- **Exercise**: Can the data below be set down again exactly, line for line?

(Referring expression data)
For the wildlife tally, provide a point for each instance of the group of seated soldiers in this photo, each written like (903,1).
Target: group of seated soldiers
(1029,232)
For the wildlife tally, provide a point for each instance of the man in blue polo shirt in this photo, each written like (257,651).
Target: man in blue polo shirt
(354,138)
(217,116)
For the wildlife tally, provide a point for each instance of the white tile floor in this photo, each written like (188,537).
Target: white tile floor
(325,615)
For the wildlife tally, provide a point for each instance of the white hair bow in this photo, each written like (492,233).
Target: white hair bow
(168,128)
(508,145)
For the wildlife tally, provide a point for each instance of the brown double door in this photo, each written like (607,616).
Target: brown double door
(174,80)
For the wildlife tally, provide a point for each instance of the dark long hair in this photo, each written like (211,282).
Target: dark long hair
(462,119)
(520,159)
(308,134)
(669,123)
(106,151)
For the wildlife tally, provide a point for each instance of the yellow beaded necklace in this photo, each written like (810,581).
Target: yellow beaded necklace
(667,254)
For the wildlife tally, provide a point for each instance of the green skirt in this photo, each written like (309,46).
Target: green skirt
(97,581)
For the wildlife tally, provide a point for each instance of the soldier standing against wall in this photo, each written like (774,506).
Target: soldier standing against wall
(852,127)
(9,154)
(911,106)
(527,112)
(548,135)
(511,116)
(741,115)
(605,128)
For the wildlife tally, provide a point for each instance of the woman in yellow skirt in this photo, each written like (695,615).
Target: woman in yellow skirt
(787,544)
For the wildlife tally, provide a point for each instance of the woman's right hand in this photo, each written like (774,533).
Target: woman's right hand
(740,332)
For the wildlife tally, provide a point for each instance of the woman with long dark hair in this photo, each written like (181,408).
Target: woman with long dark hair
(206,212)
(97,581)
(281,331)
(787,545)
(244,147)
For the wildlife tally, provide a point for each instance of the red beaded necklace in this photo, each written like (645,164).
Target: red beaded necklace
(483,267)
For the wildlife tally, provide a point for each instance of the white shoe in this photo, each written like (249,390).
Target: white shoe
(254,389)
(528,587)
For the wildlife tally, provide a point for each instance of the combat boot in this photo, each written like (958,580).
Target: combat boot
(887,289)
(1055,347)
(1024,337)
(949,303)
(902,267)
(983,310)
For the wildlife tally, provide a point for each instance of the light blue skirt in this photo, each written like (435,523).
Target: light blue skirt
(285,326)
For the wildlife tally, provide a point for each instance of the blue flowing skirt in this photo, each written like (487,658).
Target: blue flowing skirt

- **Answer space**:
For the wildlife tally, provide a point for each instance of the group of seated soldiers in this photo, each written like (903,1).
Target: group of seated soldiers
(1029,232)
For the wildlife tally, provide a point for each instance of the man in blue polo shirt in this photo, each written like (257,651).
Target: man in blue polo shirt
(354,138)
(217,116)
For the wildlife tally, provide a point for each instance of the white tile floor in this photo, each written like (188,537).
Target: white tile floor
(325,615)
For the wildlife tally, provide a point for each instance of the white hair bow in this photo, each written like (492,233).
Target: white hair bow
(168,128)
(508,145)
For the wildlife tally, provide a point for each instance of the brown double door in this photo, each written like (607,616).
Target: brown double door
(174,80)
For the wildlife tally, provide a point for each instance of the dark long hair in this photo, each written like (211,282).
Target: dark long hair
(462,119)
(520,159)
(308,134)
(669,123)
(106,151)
For the wildlife tally, provide a point for each instance of the yellow beaded necklace in this photo, each written like (810,581).
Target: yellow beaded necklace
(667,254)
For the wildlife tally, provide a point for each instance of the green skirt in this photo, each written like (309,46).
Target: green skirt
(97,581)
For the wildlife tally, provide a point for each instance of the soldier standing against wall in this photo, each written like (774,506).
Target: soldier standing against wall
(852,127)
(9,154)
(911,106)
(527,112)
(548,135)
(511,116)
(741,115)
(605,128)
For the wildlife tally, provide a point for each instance of the woman in yellow skirt in this photo, each written like (695,615).
Target: woman in yellow skirt
(787,544)
For the wildlife tally, provide a point for each instance of the woman's right hand in this photo, each written like (774,533).
Target: woman's right hand
(740,332)
For the wildlife tally, provide a point for each instance of the woman with long dark hair in this photo, each written like (181,408).
Target: woman with long dark hair
(206,212)
(97,581)
(281,331)
(787,545)
(244,147)
For the wildlife tally, provide a point for each instance of the red beaded necklace in this photo, each written like (645,164).
Target: red beaded necklace
(483,267)
For the wildlife tally, provide a point for each instance of the white shoe in this photo, each written like (249,390).
Target: white shoe
(254,389)
(528,587)
For the wildlife tally, provide a point for each instance of the combat boot in this photo, each written like (958,580).
Target: combat boot
(887,289)
(1055,347)
(1024,337)
(949,303)
(902,267)
(983,310)
For the wildlife tally, provide a point for each instance of the light blue skirt in this photo, each written like (435,523).
Target: light blue skirt
(285,326)
For the wildlife tally, provide a point for each instance of the blue flowing skirt in this photo, each written like (487,658).
Target: blue flowing skirt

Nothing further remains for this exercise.